WORK TASK:
The data is to be transcribed in full, with nothing missed.

INFORMATION PROVIDED:
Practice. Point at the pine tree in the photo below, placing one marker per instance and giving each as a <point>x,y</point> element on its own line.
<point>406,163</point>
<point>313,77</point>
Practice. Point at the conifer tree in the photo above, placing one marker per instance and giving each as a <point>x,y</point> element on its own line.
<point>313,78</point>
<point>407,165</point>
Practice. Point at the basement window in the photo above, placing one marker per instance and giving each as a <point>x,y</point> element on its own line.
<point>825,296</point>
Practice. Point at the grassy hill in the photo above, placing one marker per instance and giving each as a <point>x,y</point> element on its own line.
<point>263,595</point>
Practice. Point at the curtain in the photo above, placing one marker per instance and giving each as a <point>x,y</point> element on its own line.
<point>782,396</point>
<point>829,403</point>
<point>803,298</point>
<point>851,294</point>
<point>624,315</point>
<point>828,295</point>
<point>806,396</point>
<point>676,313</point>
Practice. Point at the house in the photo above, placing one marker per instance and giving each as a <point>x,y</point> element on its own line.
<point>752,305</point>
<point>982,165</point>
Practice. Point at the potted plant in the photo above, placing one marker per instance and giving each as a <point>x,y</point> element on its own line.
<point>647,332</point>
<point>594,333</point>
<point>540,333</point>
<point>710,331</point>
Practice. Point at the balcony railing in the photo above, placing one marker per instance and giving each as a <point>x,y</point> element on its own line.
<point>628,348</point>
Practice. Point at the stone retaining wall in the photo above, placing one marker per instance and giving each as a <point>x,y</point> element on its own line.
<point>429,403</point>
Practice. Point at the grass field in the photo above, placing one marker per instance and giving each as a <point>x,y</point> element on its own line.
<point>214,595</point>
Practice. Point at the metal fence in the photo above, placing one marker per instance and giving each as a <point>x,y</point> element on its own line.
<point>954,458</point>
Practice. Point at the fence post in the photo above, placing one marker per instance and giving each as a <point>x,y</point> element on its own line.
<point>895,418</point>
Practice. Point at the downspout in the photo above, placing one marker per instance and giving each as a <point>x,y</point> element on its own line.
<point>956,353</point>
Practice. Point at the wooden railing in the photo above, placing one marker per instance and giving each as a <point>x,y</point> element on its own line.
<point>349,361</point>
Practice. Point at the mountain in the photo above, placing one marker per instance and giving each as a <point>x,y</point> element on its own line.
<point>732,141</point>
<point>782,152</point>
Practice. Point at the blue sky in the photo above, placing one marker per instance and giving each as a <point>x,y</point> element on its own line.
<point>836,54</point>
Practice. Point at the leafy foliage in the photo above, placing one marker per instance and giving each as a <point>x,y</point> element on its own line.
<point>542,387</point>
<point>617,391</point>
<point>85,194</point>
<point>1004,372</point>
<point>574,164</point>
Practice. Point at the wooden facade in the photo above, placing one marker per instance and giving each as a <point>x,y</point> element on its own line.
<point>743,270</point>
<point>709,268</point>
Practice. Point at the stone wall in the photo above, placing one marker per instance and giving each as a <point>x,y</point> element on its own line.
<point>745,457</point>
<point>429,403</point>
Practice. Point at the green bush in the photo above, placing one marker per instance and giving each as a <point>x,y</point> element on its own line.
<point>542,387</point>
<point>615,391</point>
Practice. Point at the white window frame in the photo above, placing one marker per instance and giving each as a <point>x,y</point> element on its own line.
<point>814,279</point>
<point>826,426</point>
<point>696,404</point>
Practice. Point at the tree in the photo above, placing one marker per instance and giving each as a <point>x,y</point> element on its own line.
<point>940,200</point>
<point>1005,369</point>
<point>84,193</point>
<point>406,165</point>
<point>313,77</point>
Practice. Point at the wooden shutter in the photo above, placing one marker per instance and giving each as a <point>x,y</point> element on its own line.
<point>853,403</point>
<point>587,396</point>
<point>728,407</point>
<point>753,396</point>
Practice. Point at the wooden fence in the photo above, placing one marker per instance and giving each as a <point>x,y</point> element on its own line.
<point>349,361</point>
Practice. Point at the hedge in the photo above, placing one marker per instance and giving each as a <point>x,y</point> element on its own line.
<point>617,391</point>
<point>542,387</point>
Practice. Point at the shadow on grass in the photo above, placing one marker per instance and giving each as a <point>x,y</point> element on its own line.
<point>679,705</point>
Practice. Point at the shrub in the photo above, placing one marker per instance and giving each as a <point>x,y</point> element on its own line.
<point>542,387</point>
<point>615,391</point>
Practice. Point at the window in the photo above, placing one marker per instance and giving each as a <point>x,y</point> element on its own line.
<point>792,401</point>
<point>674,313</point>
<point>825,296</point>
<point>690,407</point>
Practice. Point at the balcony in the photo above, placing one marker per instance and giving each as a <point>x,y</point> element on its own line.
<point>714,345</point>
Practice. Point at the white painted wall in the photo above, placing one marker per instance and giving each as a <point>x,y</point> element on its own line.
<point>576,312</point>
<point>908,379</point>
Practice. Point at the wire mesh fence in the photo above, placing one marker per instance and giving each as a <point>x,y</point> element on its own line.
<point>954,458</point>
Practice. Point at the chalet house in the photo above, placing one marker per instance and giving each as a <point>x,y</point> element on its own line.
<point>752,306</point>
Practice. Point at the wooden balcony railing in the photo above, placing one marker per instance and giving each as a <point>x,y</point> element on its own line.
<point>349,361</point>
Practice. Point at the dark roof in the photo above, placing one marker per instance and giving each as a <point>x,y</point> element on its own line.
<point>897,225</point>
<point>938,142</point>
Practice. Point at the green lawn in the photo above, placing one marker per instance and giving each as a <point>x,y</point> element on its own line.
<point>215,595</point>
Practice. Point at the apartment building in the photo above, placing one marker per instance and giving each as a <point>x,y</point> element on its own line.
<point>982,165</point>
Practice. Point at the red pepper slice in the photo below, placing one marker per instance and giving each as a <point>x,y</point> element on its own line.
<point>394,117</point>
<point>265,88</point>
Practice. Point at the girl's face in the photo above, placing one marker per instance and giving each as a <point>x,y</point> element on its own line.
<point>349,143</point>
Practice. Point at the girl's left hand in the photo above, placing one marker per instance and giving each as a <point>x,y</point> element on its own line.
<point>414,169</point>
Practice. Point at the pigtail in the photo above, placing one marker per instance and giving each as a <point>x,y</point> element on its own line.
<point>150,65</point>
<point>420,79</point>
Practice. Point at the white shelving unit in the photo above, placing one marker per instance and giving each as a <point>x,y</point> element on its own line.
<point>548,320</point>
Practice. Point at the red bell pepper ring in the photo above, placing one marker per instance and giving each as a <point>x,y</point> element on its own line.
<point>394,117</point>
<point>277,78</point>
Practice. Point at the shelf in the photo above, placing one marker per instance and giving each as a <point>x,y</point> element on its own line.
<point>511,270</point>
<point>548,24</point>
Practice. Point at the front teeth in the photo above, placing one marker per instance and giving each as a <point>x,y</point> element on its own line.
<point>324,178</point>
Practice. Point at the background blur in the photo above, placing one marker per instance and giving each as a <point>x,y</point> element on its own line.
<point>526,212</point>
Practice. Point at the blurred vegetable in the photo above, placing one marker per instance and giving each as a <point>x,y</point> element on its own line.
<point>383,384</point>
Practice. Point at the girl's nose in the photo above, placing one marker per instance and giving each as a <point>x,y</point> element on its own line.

TASK RESULT:
Practice. Point at the pine tree in the photo below, placing one marker per instance and giving each as a <point>x,y</point> element on its own line.
<point>406,163</point>
<point>313,77</point>
Practice. Point at the conifer tree in the photo above, placing one marker per instance and giving each as a <point>x,y</point> element on its own line.
<point>313,78</point>
<point>407,165</point>
Practice. Point at the basement window in the photo above, placing one marker per instance and giving each as a <point>x,y</point> element on its own line.
<point>825,296</point>
Practice. Point at the grassy hill in the photo above, placing one marker per instance and giving each as a <point>x,y</point> element on its own line.
<point>263,595</point>
Practice. Point at the curtain in the photo above, placing one marker per instance and giving each as a <point>x,y</point> element on its own line.
<point>782,396</point>
<point>829,403</point>
<point>803,298</point>
<point>851,294</point>
<point>624,315</point>
<point>828,295</point>
<point>806,396</point>
<point>676,313</point>
Practice. Point at the house in the photo above, placing one marker per instance and giving each as a <point>x,y</point> element on its own line.
<point>752,305</point>
<point>982,165</point>
Practice. Point at the potted plant in the photo above, placing one marker per instance and giving each as a <point>x,y</point> element on its own line.
<point>647,332</point>
<point>594,333</point>
<point>540,333</point>
<point>710,331</point>
Practice. Point at the balcony railing in the photo above, placing one marker per instance and giving each as a <point>x,y</point> element on its own line.
<point>628,348</point>
Practice. Point at the stone retaining wall in the photo above, placing one marker per instance and giving each as a <point>x,y</point> element on its own line.
<point>429,403</point>
Practice. Point at the grass field in the photo above, placing one marker per instance and giving each as a <point>x,y</point> element on its own line.
<point>214,595</point>
Practice. Point at the metal fence in the photo above, placing one marker per instance and giving each as a <point>x,y</point> element on its own line.
<point>954,458</point>
Practice. Point at the fence post in the photo above, placing one marker per instance and giving each as a <point>x,y</point> element on its own line.
<point>895,418</point>
Practice. Point at the downspout in the photo above, placing one marker per instance and giving each as a <point>x,y</point> element on its own line.
<point>956,353</point>
Practice. Point at the wooden railing in the photo above, placing one marker per instance and giving each as a <point>x,y</point> element on its own line.
<point>349,361</point>
Practice. Point at the mountain in the photo above, placing one marker per instance and giving each as a <point>x,y</point> element on its own line.
<point>732,141</point>
<point>782,152</point>
Practice. Point at the blue sky in the photo above, placing one marker per instance and giving each as a <point>x,y</point> element on its own line.
<point>836,54</point>
Practice. Point at the leafy foliage in the photo above, placing one marker per instance and giving each as a <point>x,y</point> element on its own line.
<point>542,387</point>
<point>617,391</point>
<point>85,194</point>
<point>1004,372</point>
<point>574,164</point>
Practice. Point at the wooden facade in the photo above, placing one marker per instance and giving each as a <point>x,y</point> element on its own line.
<point>743,270</point>
<point>709,268</point>
Practice. Point at the stone wall in the photo above, placing one marker per instance and giving each as a <point>x,y</point> element on its own line.
<point>745,457</point>
<point>429,403</point>
Practice. Point at the green bush in the photo above, placing one marker per instance and giving each as a <point>x,y</point> element on its own line.
<point>542,387</point>
<point>615,391</point>
Practice. Point at the white window frame in the photo above, placing one marker per instance and giving each as a <point>x,y</point> element on its own line.
<point>814,279</point>
<point>826,426</point>
<point>696,404</point>
Practice. Point at the tree in the photo above, placing one marker per instance and giving each as a <point>x,y</point> element on its own line.
<point>940,200</point>
<point>1005,369</point>
<point>84,193</point>
<point>406,165</point>
<point>313,77</point>
Practice. Point at the wooden shutter in the photo above, placing one marker per instance and giving each as a <point>x,y</point> element on its own line.
<point>853,403</point>
<point>587,396</point>
<point>728,407</point>
<point>753,396</point>
Practice. Point at the wooden fence in the photo above, placing one marker per instance and giving each as a <point>x,y</point> element on its own line.
<point>349,361</point>
Practice. Point at the hedge in the photo above, placing one marker per instance and giving each as a <point>x,y</point> element on its own line.
<point>617,391</point>
<point>542,387</point>
Practice. Point at the shadow on grass in the photo above, placing one marker per instance and giving each as a <point>x,y</point> element on its own line.
<point>679,705</point>
Practice. Point at the shrub in the photo above, placing one marker per instance and giving each as a <point>x,y</point> element on its own line.
<point>542,387</point>
<point>615,391</point>
Practice. Point at the window in the photo above, placing one marker per instance and giving each as a <point>x,y</point> element on its own line.
<point>792,401</point>
<point>674,313</point>
<point>825,296</point>
<point>690,407</point>
Practice. Point at the balcony in the photo above, placing one marker per instance and giving each as a <point>x,y</point> element on its own line.
<point>714,345</point>
Practice. Point at the white painted wall in the photo above, placing one marker per instance and giving each as a <point>x,y</point> element on its own line.
<point>576,312</point>
<point>908,379</point>
Practice. Point at the wire mesh fence in the photo above, placing one marker per instance and giving each as a <point>x,y</point> element on its own line.
<point>954,458</point>
Practice. Point at the chalet house in the photo above, placing one marker per instance and giving each as a <point>x,y</point> element on its own line.
<point>752,306</point>
Practice. Point at the wooden balcony railing in the photo above, placing one marker per instance and giving each as a <point>x,y</point> element on its own line.
<point>349,361</point>
Practice. Point at the dark roof in the photo above, placing one marker per instance and giving each as a <point>x,y</point> element on its own line.
<point>897,225</point>
<point>938,142</point>
Practice. Point at the green lawn in the photo above, placing one marker per instance and giving each as a <point>x,y</point> element on its own line.
<point>215,595</point>
Practice. Point at the apartment building in the photo above, placing one marker per instance and giving each as a <point>x,y</point> element on its own line.
<point>982,165</point>
Practice. Point at the red pepper slice in the photo below, placing one marker per instance and giving each as a <point>x,y</point> element on its own line.
<point>394,117</point>
<point>265,88</point>
Practice. Point at the girl's face in the photo above, placing one marker per instance and giving each as a <point>x,y</point> element on its own line.
<point>349,143</point>
Practice. Point at the girl's left hand in the photo above, placing one marker per instance and giving each as a <point>x,y</point> element on its own line.
<point>414,169</point>
Practice. Point at the pigtail in the photo above, placing one marker per instance and giving each as a <point>x,y</point> element on its own line.
<point>150,65</point>
<point>420,79</point>
Practice. Point at the white shelving unit in the photo above, placing one marker per instance and giving each as a <point>x,y</point> element on its own line.
<point>548,320</point>
Practice. Point at the red bell pepper ring in the photo above, placing one marker per instance and giving each as a <point>x,y</point> element on its own line.
<point>394,117</point>
<point>277,78</point>
Practice. Point at the shelf in the photo above, placing one marker per instance and giving each as a <point>x,y</point> element on its own line.
<point>511,270</point>
<point>548,24</point>
Practice. Point at the front teeth in the photo above, placing one marker per instance and giving each as a <point>x,y</point> element on its own line.
<point>324,178</point>
Practice. Point at the background blur in the photo above, placing one marker per instance and giving each as a <point>x,y</point> element on its own line.
<point>526,212</point>
Practice. Point at the blurred vegetable in the photo above, placing one marker per instance and giving each as a <point>x,y</point> element on its own line.
<point>383,384</point>
Practice. Point at the girl's nose in the photo above, placing one marker per instance and giving each as a <point>x,y</point> element on its own line.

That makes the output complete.